══ GIVEN INFORMATION

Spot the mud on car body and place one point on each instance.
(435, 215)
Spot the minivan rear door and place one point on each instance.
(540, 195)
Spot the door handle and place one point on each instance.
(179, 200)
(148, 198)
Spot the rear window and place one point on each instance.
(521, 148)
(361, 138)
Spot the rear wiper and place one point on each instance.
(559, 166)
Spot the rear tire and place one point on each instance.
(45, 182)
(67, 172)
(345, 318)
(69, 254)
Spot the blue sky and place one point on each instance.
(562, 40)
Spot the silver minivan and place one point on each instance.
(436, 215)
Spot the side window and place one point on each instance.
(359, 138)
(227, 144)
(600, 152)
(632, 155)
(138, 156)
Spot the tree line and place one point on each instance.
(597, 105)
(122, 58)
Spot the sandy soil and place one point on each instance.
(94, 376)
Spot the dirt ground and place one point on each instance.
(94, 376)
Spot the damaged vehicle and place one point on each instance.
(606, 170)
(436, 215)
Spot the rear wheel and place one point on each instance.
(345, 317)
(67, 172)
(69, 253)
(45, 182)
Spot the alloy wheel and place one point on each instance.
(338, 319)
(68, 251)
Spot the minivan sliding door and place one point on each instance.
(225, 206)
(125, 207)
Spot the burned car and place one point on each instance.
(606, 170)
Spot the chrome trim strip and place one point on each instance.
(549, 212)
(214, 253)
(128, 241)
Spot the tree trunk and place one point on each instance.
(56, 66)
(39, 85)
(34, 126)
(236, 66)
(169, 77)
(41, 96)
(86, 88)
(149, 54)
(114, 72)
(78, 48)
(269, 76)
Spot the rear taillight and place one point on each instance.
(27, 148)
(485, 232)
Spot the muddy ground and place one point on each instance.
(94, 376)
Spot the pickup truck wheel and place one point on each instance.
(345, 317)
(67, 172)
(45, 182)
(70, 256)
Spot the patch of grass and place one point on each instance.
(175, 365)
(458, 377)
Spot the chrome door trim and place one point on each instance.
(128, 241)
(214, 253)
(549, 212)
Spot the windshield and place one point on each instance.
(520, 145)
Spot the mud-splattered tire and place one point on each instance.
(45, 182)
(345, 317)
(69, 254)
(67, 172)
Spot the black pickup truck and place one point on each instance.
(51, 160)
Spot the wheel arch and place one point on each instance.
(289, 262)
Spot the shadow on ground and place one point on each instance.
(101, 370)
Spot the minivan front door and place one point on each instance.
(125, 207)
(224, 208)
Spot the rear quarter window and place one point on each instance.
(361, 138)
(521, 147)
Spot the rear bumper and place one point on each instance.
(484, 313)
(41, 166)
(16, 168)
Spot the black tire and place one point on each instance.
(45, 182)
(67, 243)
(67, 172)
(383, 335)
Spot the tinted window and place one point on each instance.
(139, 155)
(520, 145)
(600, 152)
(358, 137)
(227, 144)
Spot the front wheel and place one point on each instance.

════

> **TASK STATEMENT**: What is wanted is the complete set of entries, returned verbatim.

> **THE ANSWER**:
Spot the mud on car body and place one point on each instance.
(435, 215)
Spot the minivan rear door and place one point on each instance.
(540, 195)
Spot the door handle and place one point on each instance.
(179, 200)
(148, 198)
Spot the rear window and place one point on each instance.
(521, 148)
(361, 138)
Spot the rear wiper and place one point on each instance.
(559, 166)
Spot the rear tire and place one point on each instance.
(45, 182)
(67, 172)
(345, 318)
(69, 254)
Spot the blue sky and place one point on each instance.
(562, 40)
Spot the silver minivan and place one point on each instance.
(436, 215)
Spot the side window and place one point on each instance.
(359, 138)
(227, 144)
(600, 152)
(632, 155)
(138, 156)
Spot the tree line and place one point on each instance.
(597, 105)
(122, 58)
Spot the sandy soil and place one point on each instance.
(94, 376)
Spot the dirt ground and place one point on each instance.
(94, 376)
Spot the damaged vehicle and place one point on each instance.
(606, 170)
(436, 215)
Spot the rear wheel and place one point on each instance.
(345, 317)
(67, 172)
(69, 253)
(45, 182)
Spot the alloy wheel and place one point on each instance.
(338, 319)
(68, 251)
Spot the minivan sliding door and place one point on each instance.
(225, 206)
(125, 207)
Spot the burned car and place one point on each instance.
(606, 170)
Spot the chrome trim strip and place one point on each instance.
(549, 212)
(214, 253)
(128, 241)
Spot the tree trunk and place one point on each instance.
(56, 66)
(39, 85)
(34, 126)
(236, 66)
(169, 77)
(41, 96)
(86, 88)
(149, 54)
(114, 72)
(78, 48)
(269, 76)
Spot the rear taillight and place one point on each instance.
(27, 148)
(485, 232)
Spot the muddy ground and place one point on each instance.
(94, 376)
Spot the pickup truck wheel and place one point on each instance.
(345, 317)
(67, 172)
(45, 182)
(70, 256)
Spot the patch of grass and place one point on each instance.
(175, 365)
(458, 377)
Spot the chrome door trim and place one point on each instance.
(128, 241)
(214, 253)
(549, 212)
Spot the windshield and place one point on each instance.
(520, 145)
Spot the mud-splattered tire and place one point on each instance.
(45, 182)
(345, 317)
(69, 254)
(67, 172)
Spot the black pickup truck and place one point on each instance.
(51, 160)
Spot the wheel arch and place one point on each instance.
(289, 262)
Spot the shadow on ground and place one point on each instance.
(101, 370)
Spot the minivan front door and place one point on each instance.
(125, 207)
(224, 208)
Spot the rear quarter window and place one point on each instance.
(361, 138)
(521, 147)
Spot the rear bumper and place one point on each instance.
(484, 313)
(41, 166)
(16, 168)
Spot the black tire and place one point on each instance.
(45, 182)
(67, 243)
(67, 172)
(383, 335)
Spot the tinted window and place one point on each instance.
(139, 155)
(520, 145)
(600, 152)
(358, 137)
(227, 144)
Spot the front wheel and place one point on each instance.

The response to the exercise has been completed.